SELECTED TEXT »
==*==
The only thing that I consider of note here is that the reader macros @ and &, which you can read about in my previous blog post, are defined in the parser. Carp does not have an extensible reader macro system and is as such closer to Clojure than Common Lisp.

The Eval module

This is where it gets a little icky. The single largest module in the Carp codebase is the Eval module. It is around a thousand lines of code, which isn’t terrible. It’s pretty long for a Haskell module, but it’s not the largest I’ve seen. What’s bad about it is that it does a lot of things and has no clear boundaries around its goals. A nice way to put it would be that it’s “the heart of the compiler”, but I’d argue that it’s just in dire need of a refactor.

Once invoked, it will perform a fold over the parsed source code in AST form to generate and execute Commands. Commands are the concept that makes Carp’s REPL so different1, more of a view into the compiler than an interactive expression evaluator. There are two commands that will be generated at this time: ReplEval and ListOfCallbacks.

ReplEval is where it’s at, so I will start with ListOfCallbacks. It is a simple data structure that holds a list of commands that will be performed in sequence, enabling us to chain shortcuts. You can see that in action when typing, for instance, :bx at the REPL, which is a shorthand for writing :b and :x in sequence, or (build) and (run). It is thus just a convenient wrapper for us at the REPL.

As you might have guessed at this point, this leaves ReplEval with the thankless job of doing literally everything else. It will be passed into the eval function, which performs some of the things that you might expect an interpreter to do, but some are suspiciously absent—this is just the first pass after all, and we are not trying to interpret the source code so much as to make it palatable for our backend.

ev(a|i)l

I’m not going to cover all the things that the evaluator is doing, but I’ll try to give you a brief overview of a function-abomination that is 450 lines of code long, and spends most of its time in various case statements. That’s not quite as horrifying as CPython’s infamous switch, but it’s bad enough for me to rant—sorry Erik, but I know you feel similarly.

Disclaimer: this section is fairly mean to Carp. I love the language, but I try to be open about its current imperfect state. This is not a marketing campaign.

First, the evaluator will check what general flavour of Obj it has received. If it’s a list, it will call the local function evalList, which does most of the work. The other two flavors it cares about are symbols and arrays, which get their own special functions; if it receives something else, it will just parrot it back to the caller; this is one of the REPL’s “features” that will confuse you the first time you run it, and we should probably do something about it.

If we have a symbol in front of us, evalSymbol will try to look it up, and if it fails give you an error. If it succeeds, it will return the value, but the REPL prints… nothing. Let’s try not to think about that one too much. It makes sense if not used on the top-level, where we actually might need bindings, for example in dynamic functions—we’ll talk about those in the section about macro evaluation.
==*==
DATASET EXTRACT »
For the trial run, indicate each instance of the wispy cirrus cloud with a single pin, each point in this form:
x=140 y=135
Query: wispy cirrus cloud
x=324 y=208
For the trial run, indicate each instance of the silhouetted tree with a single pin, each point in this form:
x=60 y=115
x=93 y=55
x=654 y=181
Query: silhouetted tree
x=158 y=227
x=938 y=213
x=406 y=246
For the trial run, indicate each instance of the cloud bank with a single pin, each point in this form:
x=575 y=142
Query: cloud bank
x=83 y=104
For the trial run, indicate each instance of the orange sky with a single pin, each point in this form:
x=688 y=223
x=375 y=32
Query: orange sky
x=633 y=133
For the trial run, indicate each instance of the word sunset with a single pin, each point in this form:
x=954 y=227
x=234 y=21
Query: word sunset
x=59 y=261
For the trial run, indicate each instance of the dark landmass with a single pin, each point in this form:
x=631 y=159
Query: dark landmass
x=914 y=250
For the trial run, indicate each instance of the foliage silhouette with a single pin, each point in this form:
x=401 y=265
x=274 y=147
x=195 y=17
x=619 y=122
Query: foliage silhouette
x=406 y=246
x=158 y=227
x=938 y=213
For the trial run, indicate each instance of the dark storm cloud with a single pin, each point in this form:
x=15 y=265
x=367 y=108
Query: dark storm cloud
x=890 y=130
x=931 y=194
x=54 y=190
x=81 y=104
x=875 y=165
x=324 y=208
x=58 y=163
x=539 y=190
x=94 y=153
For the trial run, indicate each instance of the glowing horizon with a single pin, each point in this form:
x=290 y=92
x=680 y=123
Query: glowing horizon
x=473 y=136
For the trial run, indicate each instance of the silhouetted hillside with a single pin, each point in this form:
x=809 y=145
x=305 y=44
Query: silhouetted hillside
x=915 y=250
==*==
EXERCISE »
According to the Carp compiler text, how many lines of code long is the evaluator function?

EXPECTED OUTPUT »
450 lines of code.